Document text:
┌──
August 2023 « Code, Cloud & Context

Guardrails and Safety for LLMs: Building Secure AI Applications with Input Validation and Output Filtering

Introduction: Production LLM applications need guardrails to ensure safe, appropriate outputs. Without proper safeguards, models can generate harmful content, leak sensitive information, or produce responses that violate business policies. Guardrails provide defense-in-depth: input validation catches problematic requests before they reach the model, output filtering ensures responses meet safety standards, and content moderation prevents harmful generations. This guide covers practical guardrail patterns: input sanitization, topic restriction, PII detection, toxicity filtering, and production-ready safety pipelines that protect both users and your organization.

Input Validation

from dataclasses import dataclass
from typing import Optional
from enum import Enum
import re

class ValidationResult(Enum):
    PASS = "pass"
    BLOCK = "block"
    WARN = "warn"

@dataclass
class ValidationResponse:
    """Result of input validation."""
    
    result: ValidationResult
    reason: Optional[str] = None
    sanitized_input: Optional[str] = None

class InputValidator:
    """Validate and sanitize user inputs."""
└──
From the page on LLM guardrails, set down verbatim the passage from "Introduction: Production LLM" up to and including "and your organization.".

Stored data:
┌──
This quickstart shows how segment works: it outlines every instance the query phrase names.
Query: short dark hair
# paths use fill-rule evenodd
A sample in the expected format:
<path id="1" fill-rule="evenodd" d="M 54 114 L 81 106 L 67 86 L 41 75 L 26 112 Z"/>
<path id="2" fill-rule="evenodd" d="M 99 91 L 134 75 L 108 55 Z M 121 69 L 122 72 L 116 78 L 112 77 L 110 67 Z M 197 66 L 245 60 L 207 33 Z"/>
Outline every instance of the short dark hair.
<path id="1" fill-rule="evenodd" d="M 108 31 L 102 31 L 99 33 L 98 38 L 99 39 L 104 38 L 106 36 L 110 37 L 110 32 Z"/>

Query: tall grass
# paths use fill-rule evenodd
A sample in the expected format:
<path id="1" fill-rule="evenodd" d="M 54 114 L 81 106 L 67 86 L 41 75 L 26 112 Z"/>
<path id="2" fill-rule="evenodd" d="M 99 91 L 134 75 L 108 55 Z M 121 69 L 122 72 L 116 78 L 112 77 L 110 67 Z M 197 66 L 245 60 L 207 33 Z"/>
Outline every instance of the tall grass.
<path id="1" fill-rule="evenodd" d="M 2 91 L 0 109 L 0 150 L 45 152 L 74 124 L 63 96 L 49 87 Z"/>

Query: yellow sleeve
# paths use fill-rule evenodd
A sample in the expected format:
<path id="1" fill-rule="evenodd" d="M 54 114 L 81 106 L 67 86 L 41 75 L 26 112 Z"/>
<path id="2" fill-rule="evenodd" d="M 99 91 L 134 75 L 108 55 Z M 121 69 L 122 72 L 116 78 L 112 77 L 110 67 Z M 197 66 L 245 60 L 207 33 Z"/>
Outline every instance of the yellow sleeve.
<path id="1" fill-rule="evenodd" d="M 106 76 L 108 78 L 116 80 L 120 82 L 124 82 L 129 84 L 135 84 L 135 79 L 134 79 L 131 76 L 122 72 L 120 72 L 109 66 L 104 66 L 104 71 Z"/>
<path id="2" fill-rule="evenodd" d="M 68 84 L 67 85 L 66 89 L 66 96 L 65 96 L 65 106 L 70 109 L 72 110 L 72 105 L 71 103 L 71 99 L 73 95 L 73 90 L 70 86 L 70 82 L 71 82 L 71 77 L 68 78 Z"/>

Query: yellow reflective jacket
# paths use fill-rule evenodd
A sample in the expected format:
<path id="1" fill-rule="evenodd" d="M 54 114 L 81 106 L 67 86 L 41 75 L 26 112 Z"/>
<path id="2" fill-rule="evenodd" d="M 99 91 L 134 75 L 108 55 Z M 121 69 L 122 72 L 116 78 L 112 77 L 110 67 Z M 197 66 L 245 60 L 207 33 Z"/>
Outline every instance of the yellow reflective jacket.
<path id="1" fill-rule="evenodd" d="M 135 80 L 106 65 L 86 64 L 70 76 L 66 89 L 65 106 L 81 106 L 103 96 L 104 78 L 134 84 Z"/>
└──
┌──
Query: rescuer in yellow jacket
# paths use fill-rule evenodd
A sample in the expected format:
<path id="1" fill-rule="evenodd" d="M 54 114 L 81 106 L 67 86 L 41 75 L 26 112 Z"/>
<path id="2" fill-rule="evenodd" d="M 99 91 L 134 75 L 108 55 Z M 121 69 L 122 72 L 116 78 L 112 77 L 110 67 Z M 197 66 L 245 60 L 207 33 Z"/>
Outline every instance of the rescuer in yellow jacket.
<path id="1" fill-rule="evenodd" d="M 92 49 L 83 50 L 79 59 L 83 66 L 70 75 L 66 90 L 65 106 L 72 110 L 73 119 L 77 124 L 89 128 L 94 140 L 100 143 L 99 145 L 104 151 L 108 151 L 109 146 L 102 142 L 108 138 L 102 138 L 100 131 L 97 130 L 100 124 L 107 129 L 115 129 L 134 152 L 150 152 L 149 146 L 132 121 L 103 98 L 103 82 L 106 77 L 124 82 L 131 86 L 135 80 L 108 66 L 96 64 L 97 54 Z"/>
└──
┌──
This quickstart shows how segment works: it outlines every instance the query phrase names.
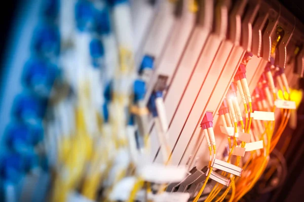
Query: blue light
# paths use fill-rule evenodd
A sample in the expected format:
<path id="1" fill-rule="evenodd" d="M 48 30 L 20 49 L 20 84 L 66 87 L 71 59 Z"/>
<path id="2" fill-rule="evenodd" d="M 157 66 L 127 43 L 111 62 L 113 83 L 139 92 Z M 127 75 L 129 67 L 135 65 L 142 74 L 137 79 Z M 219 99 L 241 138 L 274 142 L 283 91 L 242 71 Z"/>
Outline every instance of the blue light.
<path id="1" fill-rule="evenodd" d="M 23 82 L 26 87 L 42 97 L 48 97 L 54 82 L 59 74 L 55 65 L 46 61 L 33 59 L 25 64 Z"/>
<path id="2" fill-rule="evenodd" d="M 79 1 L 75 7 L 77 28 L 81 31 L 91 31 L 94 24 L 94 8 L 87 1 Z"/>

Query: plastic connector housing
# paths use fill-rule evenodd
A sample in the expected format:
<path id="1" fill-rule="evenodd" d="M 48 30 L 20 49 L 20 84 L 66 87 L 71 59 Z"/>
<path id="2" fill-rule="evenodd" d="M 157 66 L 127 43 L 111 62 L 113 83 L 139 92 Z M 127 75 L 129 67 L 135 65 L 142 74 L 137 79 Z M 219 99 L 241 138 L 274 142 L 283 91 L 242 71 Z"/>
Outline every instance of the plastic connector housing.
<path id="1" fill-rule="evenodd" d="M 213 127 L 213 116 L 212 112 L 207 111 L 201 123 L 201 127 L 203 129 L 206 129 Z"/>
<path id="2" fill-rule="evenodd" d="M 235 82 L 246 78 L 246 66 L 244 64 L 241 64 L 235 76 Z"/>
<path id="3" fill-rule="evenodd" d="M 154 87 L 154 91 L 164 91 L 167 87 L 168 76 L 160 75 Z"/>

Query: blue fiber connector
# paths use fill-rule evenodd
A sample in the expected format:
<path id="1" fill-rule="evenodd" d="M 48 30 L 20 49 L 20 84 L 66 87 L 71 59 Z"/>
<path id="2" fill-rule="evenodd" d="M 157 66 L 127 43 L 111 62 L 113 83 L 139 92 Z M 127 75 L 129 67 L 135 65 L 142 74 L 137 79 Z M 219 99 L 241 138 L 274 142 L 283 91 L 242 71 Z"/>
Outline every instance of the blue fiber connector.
└──
Written solution:
Introduction: Production LLM applications need guardrails to ensure safe, appropriate outputs. Without proper safeguards, models can generate harmful content, leak sensitive information, or produce responses that violate business policies. Guardrails provide defense-in-depth: input validation catches problematic requests before they reach the model, output filtering ensures responses meet safety standards, and content moderation prevents harmful generations. This guide covers practical guardrail patterns: input sanitization, topic restriction, PII detection, toxicity filtering, and production-ready safety pipelines that protect both users and your organization.